### Exercise directions
For each numbered statement, say whether it agrees with the message below on cognition and answer yes or no, quoting the words from the message that decide it. 1. The writer says situation models are built in 250 millisecond bursts. 2. The writer wants cognition treated as bottom-up only. 3. The writer credits the term "situation models" to Neisser, 1967.

### Text for analysis
============================================================

Re: Cognition,constructionism & DOWN-UP

(no name) ((no email))
Tue, 20 Feb 1996 21:24:46 -0500 (EST)

Bill:

You suggest that our processing must be "something faster" to explain
the ability to avoid the water from sloshing.

Faster than what???? If my reading of the literature is correct -- and
you can go all the way back to Neisser, 1967, for this one -- we build
"situation models" - from van Dijk and Kintsch (1983) -- we could say,
"anticipatory constructions" -- in 250 millisecond bursts!!! Is that fast
enough to regulate the water level in the glass. I would think so.

I repeat -- we need to discontinue using a concept of cognition which
is "bottom up" only, and we need to think of cognition as something other than
processing ala words and images.

One thing that Ken Gergen's attacks on "cognitions" has done -- it has
alerted us the the folly of believing that our verbalizations replicate the
complex process of ordering the inputs which impinge on our sensory systems.

============================================================

Referring expression pointing data
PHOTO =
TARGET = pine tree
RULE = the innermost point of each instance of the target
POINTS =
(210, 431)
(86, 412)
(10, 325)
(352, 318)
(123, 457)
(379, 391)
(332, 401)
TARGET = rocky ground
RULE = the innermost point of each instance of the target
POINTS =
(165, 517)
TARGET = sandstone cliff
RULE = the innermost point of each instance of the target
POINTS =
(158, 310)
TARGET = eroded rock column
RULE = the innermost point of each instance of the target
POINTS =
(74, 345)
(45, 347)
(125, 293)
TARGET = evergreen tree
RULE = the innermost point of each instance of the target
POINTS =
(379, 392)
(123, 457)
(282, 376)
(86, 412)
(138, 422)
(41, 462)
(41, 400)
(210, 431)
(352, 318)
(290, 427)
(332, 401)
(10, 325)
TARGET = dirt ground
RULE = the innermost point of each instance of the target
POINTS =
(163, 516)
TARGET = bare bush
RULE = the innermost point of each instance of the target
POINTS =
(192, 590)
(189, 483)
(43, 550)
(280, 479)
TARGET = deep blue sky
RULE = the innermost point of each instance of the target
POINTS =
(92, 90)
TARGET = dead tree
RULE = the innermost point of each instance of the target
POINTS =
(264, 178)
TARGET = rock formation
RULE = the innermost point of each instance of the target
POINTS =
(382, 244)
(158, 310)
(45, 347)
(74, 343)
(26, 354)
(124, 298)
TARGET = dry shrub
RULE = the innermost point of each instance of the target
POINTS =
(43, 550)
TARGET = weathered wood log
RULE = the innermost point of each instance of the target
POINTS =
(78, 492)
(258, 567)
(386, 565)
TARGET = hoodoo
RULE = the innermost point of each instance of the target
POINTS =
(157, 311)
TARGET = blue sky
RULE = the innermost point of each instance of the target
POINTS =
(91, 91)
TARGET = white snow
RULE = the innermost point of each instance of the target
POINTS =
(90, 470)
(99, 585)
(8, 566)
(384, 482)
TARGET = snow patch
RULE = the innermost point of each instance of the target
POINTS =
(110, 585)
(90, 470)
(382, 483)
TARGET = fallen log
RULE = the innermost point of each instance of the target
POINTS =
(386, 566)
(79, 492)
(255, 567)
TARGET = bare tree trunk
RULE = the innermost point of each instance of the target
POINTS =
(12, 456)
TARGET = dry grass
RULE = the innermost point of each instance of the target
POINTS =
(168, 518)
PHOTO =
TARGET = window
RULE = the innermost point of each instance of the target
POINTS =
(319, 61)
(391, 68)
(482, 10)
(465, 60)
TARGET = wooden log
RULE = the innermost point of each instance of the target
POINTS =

============================================================

### Problem solution
1. Yes: "in 250 millisecond bursts!!!"
2. No: "we need to discontinue using a concept of cognition which is "bottom up" only"
3. No: "situation models" - from van Dijk and Kintsch (1983)